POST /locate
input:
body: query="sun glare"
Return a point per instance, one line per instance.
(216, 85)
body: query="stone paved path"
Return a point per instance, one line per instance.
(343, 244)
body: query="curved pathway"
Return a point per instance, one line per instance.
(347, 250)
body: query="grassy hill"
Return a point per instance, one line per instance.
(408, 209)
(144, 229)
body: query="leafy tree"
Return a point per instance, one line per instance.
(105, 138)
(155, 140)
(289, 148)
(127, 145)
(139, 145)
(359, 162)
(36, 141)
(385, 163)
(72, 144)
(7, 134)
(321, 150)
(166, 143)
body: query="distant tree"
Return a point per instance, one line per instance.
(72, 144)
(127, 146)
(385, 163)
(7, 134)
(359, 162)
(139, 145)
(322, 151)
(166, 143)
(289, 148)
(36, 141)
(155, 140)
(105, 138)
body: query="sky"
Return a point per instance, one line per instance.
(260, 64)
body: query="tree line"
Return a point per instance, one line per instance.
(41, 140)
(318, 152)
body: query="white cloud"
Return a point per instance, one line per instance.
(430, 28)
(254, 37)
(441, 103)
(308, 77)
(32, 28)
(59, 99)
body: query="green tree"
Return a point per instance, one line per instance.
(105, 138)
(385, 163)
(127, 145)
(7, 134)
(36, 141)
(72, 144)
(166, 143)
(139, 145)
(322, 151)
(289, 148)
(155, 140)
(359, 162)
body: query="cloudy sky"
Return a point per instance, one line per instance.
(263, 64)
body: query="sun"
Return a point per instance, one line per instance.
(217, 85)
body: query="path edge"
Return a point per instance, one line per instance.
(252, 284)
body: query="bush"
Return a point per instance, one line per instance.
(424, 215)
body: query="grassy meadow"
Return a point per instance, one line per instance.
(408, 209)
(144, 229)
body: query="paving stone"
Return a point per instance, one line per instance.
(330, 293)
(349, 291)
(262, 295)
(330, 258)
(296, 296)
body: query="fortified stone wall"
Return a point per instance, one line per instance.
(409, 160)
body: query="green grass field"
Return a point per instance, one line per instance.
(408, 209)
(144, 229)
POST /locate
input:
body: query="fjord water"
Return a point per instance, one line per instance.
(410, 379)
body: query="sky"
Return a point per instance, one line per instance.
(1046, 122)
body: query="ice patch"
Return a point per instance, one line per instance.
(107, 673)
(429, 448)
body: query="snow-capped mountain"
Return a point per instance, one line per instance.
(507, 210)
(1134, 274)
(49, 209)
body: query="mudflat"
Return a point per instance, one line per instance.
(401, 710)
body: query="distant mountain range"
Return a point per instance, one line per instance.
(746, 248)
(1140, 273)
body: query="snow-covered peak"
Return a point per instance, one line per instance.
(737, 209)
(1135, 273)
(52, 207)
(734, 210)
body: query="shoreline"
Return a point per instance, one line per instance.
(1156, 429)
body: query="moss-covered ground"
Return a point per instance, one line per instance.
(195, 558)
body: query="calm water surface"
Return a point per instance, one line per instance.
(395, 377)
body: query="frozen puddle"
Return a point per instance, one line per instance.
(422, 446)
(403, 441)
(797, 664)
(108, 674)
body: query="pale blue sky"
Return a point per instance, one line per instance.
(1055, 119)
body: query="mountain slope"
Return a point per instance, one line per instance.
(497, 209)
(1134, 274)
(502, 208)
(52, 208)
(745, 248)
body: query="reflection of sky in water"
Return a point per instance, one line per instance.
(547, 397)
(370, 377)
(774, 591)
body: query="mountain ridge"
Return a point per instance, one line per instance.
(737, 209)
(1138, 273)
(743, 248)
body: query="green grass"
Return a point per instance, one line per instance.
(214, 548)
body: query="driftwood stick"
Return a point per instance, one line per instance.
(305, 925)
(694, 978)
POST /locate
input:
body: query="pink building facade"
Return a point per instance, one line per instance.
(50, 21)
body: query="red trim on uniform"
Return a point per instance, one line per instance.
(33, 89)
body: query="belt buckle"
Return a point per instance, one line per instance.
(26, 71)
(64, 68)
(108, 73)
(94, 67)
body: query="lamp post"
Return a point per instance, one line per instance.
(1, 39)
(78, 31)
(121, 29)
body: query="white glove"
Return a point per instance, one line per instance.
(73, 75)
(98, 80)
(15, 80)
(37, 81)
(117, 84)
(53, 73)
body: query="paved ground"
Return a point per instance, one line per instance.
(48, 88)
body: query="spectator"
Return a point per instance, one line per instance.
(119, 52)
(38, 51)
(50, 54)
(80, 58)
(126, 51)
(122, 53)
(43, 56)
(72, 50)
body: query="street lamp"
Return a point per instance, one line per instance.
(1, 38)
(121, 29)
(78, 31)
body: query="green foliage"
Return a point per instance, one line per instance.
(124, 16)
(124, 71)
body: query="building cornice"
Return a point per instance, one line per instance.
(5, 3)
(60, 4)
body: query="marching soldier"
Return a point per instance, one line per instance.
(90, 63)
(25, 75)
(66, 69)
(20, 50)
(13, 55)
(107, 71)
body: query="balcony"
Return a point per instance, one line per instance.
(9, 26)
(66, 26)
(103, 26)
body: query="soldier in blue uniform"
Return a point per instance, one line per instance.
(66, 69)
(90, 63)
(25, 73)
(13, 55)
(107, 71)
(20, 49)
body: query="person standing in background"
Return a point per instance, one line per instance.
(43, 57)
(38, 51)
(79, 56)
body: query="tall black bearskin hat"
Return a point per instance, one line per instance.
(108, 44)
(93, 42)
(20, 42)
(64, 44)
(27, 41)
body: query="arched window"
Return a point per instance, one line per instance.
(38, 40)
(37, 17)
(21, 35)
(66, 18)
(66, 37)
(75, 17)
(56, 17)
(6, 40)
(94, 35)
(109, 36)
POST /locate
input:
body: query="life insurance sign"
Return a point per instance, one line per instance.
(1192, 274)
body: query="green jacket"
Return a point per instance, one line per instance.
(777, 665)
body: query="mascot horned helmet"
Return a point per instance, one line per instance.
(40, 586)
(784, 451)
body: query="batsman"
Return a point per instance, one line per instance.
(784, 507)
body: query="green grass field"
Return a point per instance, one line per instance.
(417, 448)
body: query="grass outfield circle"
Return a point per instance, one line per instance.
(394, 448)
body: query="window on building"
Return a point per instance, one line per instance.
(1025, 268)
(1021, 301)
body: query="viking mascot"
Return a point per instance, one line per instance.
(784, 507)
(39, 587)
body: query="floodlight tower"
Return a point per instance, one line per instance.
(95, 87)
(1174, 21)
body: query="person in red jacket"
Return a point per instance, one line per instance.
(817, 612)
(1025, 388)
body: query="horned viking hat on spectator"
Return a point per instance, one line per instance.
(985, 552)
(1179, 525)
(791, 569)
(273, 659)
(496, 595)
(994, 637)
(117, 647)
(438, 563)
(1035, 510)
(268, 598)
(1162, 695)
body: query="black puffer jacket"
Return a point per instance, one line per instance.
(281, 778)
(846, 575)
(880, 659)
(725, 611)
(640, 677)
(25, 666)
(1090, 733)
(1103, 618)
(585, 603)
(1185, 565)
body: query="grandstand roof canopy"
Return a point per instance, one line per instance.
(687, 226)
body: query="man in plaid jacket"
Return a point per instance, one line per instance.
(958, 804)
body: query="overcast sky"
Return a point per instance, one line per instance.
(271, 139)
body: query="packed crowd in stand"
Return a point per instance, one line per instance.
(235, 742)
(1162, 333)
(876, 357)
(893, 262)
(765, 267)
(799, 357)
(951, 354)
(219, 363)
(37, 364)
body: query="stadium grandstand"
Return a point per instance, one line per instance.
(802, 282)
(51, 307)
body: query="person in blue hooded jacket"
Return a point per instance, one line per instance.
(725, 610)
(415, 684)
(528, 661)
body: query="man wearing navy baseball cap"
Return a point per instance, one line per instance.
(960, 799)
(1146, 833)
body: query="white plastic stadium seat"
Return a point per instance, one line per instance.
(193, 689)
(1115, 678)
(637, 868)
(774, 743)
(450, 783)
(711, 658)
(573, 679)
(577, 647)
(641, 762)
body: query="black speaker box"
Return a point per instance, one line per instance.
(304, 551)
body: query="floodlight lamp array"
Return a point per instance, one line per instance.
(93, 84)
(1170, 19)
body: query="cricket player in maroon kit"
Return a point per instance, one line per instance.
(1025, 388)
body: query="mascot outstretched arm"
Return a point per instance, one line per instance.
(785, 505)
........
Rewrite the records starting at the line that contains "in blue hooded" and continuing through their final line, keeping the requests. In the answers, multiply each point coordinate by 2.25 and round it to a whole number, with halves rounded up.

Solved exercise:
body: query="person in blue hooded jacket"
Return a point per instance, one line per instance.
(1631, 1373)
(934, 1539)
(1188, 1487)
body: query="man wearing navy baseball cap"
Return a point per instance, one line per instance.
(2160, 1798)
(2579, 1874)
body: query="white plastic stadium seat"
Return a point per instance, one line per instance.
(434, 1550)
(2509, 1526)
(1433, 1953)
(1742, 1672)
(1013, 1762)
(1600, 1481)
(1289, 1528)
(1298, 1456)
(1442, 1715)
body: query="black speaker box"
Return a point per instance, one line per instance.
(684, 1240)
body: query="floodlight lamp array"
Return a point per instance, one line per instance.
(209, 189)
(2633, 43)
body: query="cricket player in maroon kit"
Return a point per instance, one line per instance.
(2306, 873)
body: query="mascot outstretched arm"
Return a point per instance, one line per instance.
(1766, 1136)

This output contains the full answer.